──────── Testo della pagina
La narrativa mozambicana prosegue la sua ascesa: nel 1966 esce quello che è considerato il primo romanzo mozambicano, Portagem di Orlando Mendes, il dramma di un meticcio in una società razzista, e nel 1971 vengono pubblicati i tre numeri della rivista «Caliban».
A un altro dei maggiori poeti mozambicani, Heliodoro Baptista (1944), si deve, agli inizi degli anni '70, la trasposizione in racconti scritti in portoghese di un prezioso patrimonio di leggende orali che riportano alle origini precoloniali e a una letteratura completamente avulsa dal contatto col colonizzatore bianco. L'istanza conservativa di questi miti, in cui la realtà quotidiana pare incontrarsi naturalmente con il magico, secondo modalità che nel lettore occidentale risvegliano reminiscenze della più nota letteratura sudamericana, si collega a un tipo di letteratura che è anche un «atto di sopravvivenza» contro una concezione della cultura che tende a estromettere tutto ciò che c'è stato prima dell'arrivo dei bianchi e che non si è espresso nella loro lingua.
────────────────
──────── Dati estratti
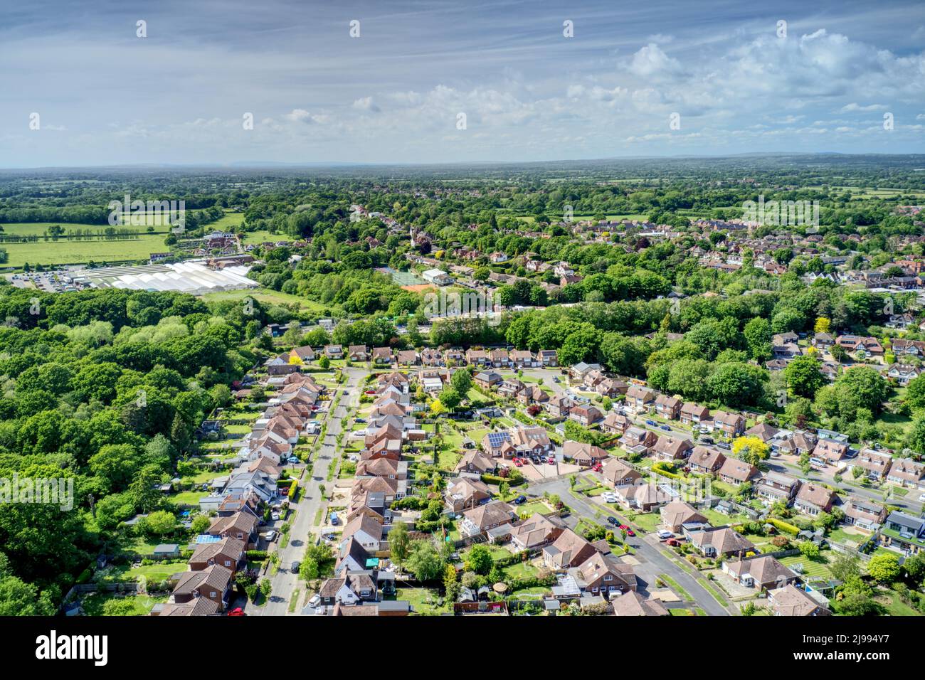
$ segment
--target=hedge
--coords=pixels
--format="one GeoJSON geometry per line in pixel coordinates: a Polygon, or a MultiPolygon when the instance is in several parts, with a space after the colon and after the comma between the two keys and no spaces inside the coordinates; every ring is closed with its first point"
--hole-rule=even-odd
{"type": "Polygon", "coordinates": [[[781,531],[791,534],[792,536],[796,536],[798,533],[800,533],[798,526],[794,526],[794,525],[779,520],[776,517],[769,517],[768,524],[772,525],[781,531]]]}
────────────────
──────── Dati estratti
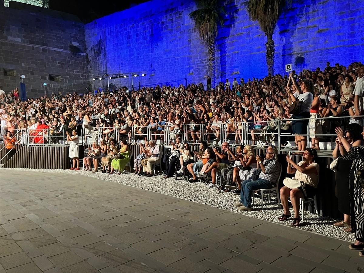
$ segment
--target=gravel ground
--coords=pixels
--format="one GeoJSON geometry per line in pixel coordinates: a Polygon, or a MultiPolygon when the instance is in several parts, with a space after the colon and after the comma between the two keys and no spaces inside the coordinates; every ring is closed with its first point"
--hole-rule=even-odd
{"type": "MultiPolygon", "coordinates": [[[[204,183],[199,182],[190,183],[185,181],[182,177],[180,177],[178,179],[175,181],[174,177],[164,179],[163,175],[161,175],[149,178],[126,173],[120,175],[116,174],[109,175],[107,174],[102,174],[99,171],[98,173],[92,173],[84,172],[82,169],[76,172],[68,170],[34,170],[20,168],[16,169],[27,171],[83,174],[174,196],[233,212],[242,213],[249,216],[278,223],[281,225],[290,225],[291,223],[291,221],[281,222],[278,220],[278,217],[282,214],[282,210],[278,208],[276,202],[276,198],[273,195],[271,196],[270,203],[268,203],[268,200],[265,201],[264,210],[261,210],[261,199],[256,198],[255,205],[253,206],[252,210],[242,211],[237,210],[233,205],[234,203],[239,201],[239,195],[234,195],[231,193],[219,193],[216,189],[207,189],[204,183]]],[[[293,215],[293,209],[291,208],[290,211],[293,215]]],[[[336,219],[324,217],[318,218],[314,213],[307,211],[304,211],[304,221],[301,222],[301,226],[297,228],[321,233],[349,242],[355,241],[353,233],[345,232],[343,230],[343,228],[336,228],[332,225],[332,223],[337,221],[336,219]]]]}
────────────────
= Compiti da svolgere =
a. Nel testo sulla letteratura mozambicana, chi ha scritto Portagem?
b. Elenca tutti gli anni scritti con quattro cifre nel testo sulla letteratura mozambicana.
c. Continua il testo sulla letteratura mozambicana partendo dopo la sua ultima frase.

= Risposte attese =
a. Orlando Mendes.

b. 1966, 1971, 1944

c.
La proclamazione dell'indipendenza nazionale (25 giugno 1975) inaugura la fase cosiddetta del consolidamento , nettamente diversa dalle precedenti: le strutture del potere, della società, dell'economia e della cultura si trasformano radicalmente e questa metamorfosi si riflette indubbiamente anche nel percorso delle letterature. Questo periodo può, a sua volta, essere suddiviso in due momenti: uno estremamente rivoluzionario e militante - tra il 1975 e l'85, in cui si rafforza lo «stalinismo ideologico ed estetico», si celebrano gli eroi della rivoluzione, si esortano gli animi contro gli aggressori esterni e interni. La guerra continua ad avere un impatto decisivo sulla letteratura: dalla guerra di liberazione contro il colonialismo si passa, dopo pochissimi anni, alla guerra civile fomentata dalla Renamo ( Resistência Nacional Moçambicana ) contro il governo della Frelimo ( Frente de Libertação Nacional) , partito leader della guerra anticolonialista. Questo conflitto interno costituisce un enorme trauma collettivo le cui ferite sono ancora aperte:

«O relativo silêncio actual poderá reflectir o facto de que é ainda muito doloroso o confronto com as implicações do conflito. Também pode ser devido ao facto de a literatura ter dificuldade especial em lidar com algumas das mais horrorosas experiências que o homem teve de suportar. Por agora, estes acontecimentos terríveis estão nas mentes das suas vítimas».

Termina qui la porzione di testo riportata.